Work instructions
Repeat each record exactly. Any picture gets left out.

[Stored entries]

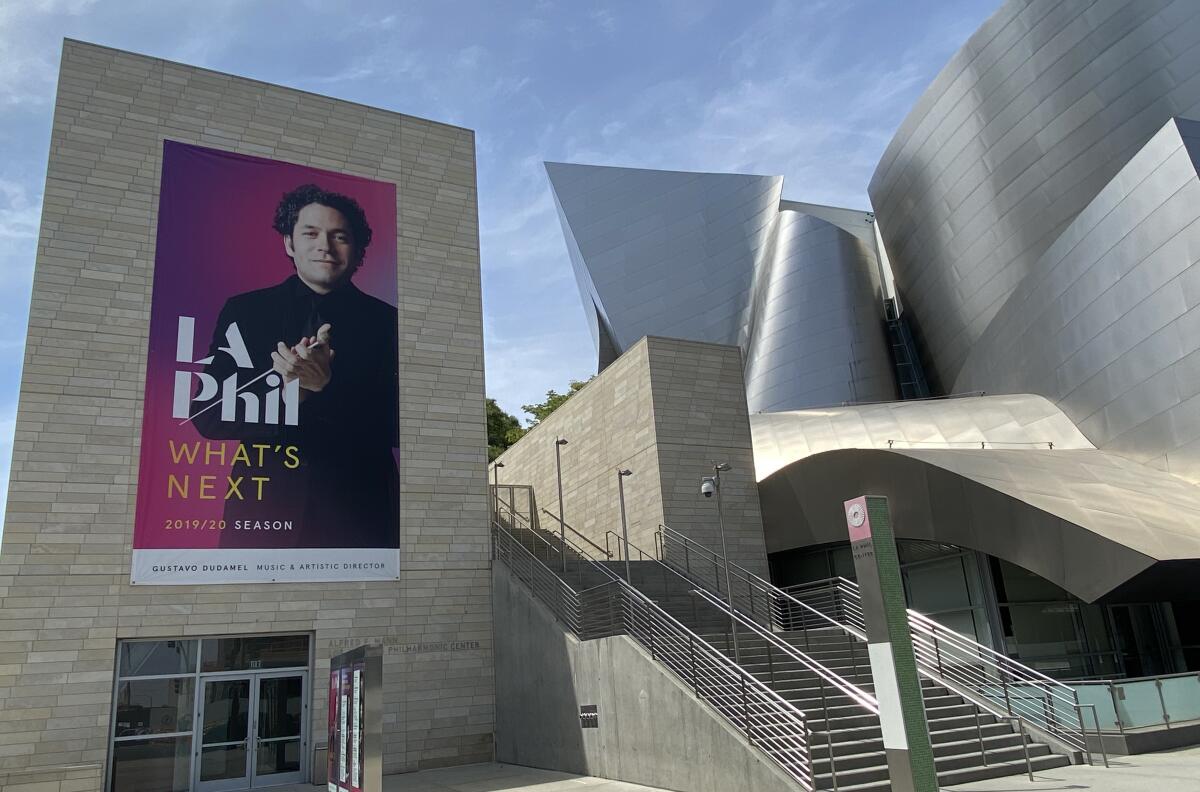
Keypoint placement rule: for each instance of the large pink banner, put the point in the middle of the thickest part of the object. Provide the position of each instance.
(271, 405)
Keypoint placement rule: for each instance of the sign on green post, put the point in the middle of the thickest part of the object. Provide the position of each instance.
(889, 646)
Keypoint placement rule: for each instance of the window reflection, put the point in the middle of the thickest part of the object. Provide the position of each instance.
(255, 652)
(154, 706)
(160, 765)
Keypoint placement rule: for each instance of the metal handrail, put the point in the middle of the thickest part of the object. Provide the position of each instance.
(527, 526)
(768, 721)
(852, 691)
(989, 679)
(778, 609)
(568, 526)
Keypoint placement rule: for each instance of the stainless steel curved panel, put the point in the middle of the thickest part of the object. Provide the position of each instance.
(1005, 423)
(1108, 324)
(711, 257)
(1026, 124)
(659, 252)
(815, 331)
(1085, 520)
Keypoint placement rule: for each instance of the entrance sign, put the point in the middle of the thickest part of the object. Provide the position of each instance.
(270, 419)
(355, 721)
(889, 646)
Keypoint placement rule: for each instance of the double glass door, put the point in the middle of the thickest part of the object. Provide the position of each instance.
(251, 730)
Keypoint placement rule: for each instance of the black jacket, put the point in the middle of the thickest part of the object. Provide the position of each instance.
(345, 492)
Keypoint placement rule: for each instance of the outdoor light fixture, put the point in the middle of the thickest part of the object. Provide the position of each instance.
(496, 487)
(559, 442)
(624, 523)
(709, 486)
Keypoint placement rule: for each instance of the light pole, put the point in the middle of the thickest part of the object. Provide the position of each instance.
(496, 489)
(708, 491)
(624, 525)
(562, 522)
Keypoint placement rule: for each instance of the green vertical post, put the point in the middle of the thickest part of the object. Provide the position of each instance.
(889, 646)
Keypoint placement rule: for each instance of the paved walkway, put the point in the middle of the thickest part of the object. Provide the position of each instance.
(1165, 772)
(493, 778)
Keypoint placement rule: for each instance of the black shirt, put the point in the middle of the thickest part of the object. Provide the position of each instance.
(334, 474)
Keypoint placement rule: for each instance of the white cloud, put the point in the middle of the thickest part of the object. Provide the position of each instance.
(604, 19)
(7, 430)
(19, 215)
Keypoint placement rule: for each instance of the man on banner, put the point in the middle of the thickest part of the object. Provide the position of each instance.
(311, 390)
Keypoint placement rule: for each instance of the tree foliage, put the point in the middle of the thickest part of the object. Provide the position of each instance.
(555, 400)
(503, 430)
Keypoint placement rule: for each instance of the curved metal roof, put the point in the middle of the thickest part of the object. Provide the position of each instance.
(1090, 521)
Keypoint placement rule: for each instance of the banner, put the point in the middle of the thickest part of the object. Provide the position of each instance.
(270, 421)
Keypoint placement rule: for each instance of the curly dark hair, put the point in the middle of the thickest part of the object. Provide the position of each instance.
(293, 201)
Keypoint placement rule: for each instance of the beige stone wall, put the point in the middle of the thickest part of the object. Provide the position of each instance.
(665, 409)
(65, 597)
(609, 425)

Answer to the problem
Keypoint placement rule: for each instance of the large pink banner, put the point in the middle of the thickest part of the object. Provide the position of each instance.
(271, 405)
Keypoint placement rule: for each instance of the sign on green post, put the point in the middle of the thickest part of the object. Provide the position of each instance.
(889, 646)
Keypoint placement rule: for each instance of the window reflection, put the point in the middle of the thickest part of the object. Provide the position of each instance.
(255, 652)
(154, 706)
(160, 765)
Keypoint placement rule: for each instance of the metal handrail, put the point in the middle of the thickest part of the object. Provide the position of each instance.
(527, 526)
(768, 721)
(852, 691)
(989, 679)
(778, 609)
(568, 526)
Keypoint placement rule: for each instance of the stainless steel curved panel, put the point in the middle of the thickest part of the object. Provide the position of each instance.
(1005, 423)
(1108, 324)
(711, 257)
(1026, 124)
(659, 252)
(815, 331)
(1085, 520)
Keypoint placement rule: for each instance of the entrance sign, put the point in the middle of the thickest part of the object. Provide the position of each instance.
(270, 419)
(355, 721)
(889, 646)
Keypoint placement rule: for each instance of the double glass door, put the point in the middle of the thickest part of the object. Provide the position of each instance.
(251, 730)
Keypoint placement rule: for each instance of the black jacket, put the point in the middle of the thickest part of the object. Provide the position of each instance.
(345, 492)
Keypoint placement rule: for each instance of the outdoor light fixture, put the point in the middle of the thickest part of the object. Provide the position of each instance.
(496, 487)
(559, 442)
(624, 523)
(709, 486)
Keypoint placement rule: for each instance of the light pole, put the point in the middle of the thickest part of the object. Provide the position of each instance.
(496, 489)
(708, 491)
(624, 525)
(562, 522)
Keypoint placement rule: for each instance of the green vertical post, put the point in the middle of the thickest part of the object. Provide the position of each instance.
(889, 646)
Keypoint placement rule: for each instance of the paved walkway, put the point in the middle of the thickest part of the object. Provide the position of each instance.
(1165, 772)
(493, 778)
Keypoint placement rule: for each instance of the black shirt, put the point in the middle of the thickest part of the object. Provide the position of each instance.
(334, 474)
Keypoint placement rule: for each instance of the white cloud, put the point in the middle of the thickest part of the object. Provide the position of each instance.
(604, 19)
(7, 430)
(19, 215)
Keypoint placement rule: for each instance of the man on banner, put the point in the middle of the thickest part of the object. Provide the position of each instance.
(311, 390)
Keypoint placement rule: for each instance of the tree foliage, put the point in the middle of the thickest part of the object. Provide the position of each instance.
(555, 400)
(503, 430)
Keypoint placement rule: for each instance of the curved metal roof, put the point in the middle of the thickest part of the object. Provide the position of each instance.
(1090, 521)
Keypoint placement rule: for each instance of the banner, put the point in the middle of the thickest part of the object. Provide the position of each instance.
(270, 421)
Keypoint placement rule: for each instance of the curly dark hair, put the point in the middle of the thickest part of the object. Provide the position of each instance.
(293, 201)
Keypoint placement rule: for each instance of the beige stone wall, put the point in the middle of the thickest part of the object. Provide the position of each instance.
(665, 409)
(65, 597)
(609, 425)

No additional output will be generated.